**THE DATA**
####################

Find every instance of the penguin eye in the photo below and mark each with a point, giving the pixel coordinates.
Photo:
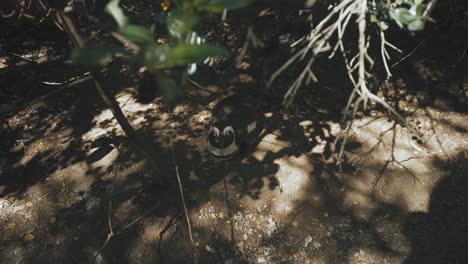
(214, 130)
(228, 130)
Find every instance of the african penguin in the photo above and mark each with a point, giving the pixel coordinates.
(235, 125)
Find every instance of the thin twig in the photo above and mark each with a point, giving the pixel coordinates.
(110, 234)
(181, 190)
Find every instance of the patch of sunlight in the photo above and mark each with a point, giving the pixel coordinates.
(151, 232)
(3, 63)
(106, 123)
(360, 204)
(294, 177)
(409, 184)
(359, 256)
(269, 143)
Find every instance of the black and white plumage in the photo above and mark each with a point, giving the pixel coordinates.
(235, 125)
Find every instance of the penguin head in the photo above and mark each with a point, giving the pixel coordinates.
(222, 140)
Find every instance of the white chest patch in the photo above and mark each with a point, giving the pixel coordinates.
(251, 126)
(224, 152)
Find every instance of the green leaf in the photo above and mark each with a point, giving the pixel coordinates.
(154, 56)
(113, 9)
(185, 54)
(383, 26)
(179, 23)
(137, 34)
(216, 6)
(416, 25)
(403, 15)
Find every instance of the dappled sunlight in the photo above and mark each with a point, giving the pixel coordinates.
(293, 176)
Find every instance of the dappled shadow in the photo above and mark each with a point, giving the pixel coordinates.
(441, 234)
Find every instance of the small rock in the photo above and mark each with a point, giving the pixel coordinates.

####################

Transcribe each entry above character for character, omitting pictures.

Find every instance of the penguin eye in the photo below and mark each with a point, giving the pixel coordinates.
Photo:
(214, 130)
(228, 130)
Find every instance of the african penguin in the photo above and mark each with a point, giving the pixel coordinates.
(235, 125)
Find every instance of the thin twig in the photo above and mark each with a point, giving the pixel coordinates.
(110, 234)
(181, 190)
Find every instance of the patch of sunlight in the photo above and mark each with a point, giving the pixel coordinates.
(151, 232)
(3, 63)
(106, 123)
(360, 204)
(294, 177)
(409, 184)
(359, 256)
(269, 143)
Find every instance of the black and white plumage in the photo above and mark each with a point, giving the pixel coordinates.
(235, 125)
Find every instance of the penguin head in the photo above and mark each with a point, giving the pixel coordinates.
(222, 140)
Find every instance of the white chest patch in the photo above and mark each with a point, giving the pixel coordinates.
(251, 126)
(224, 152)
Find every instance of the green leaf in the photo above and mark each with a point, giving the pixel coordinates.
(154, 56)
(113, 9)
(185, 54)
(383, 26)
(179, 23)
(137, 34)
(216, 6)
(416, 25)
(403, 15)
Find every instance of the dappled sunlight in the photo above and mark each with a point, giving the pixel coordinates.
(293, 176)
Find every instance of the dappled shadow in the photo above and mark each with a point, giving the pixel coordinates.
(441, 234)
Find every instance of the small rock in the photo above and mark each with a point, giving the pixel coordinates.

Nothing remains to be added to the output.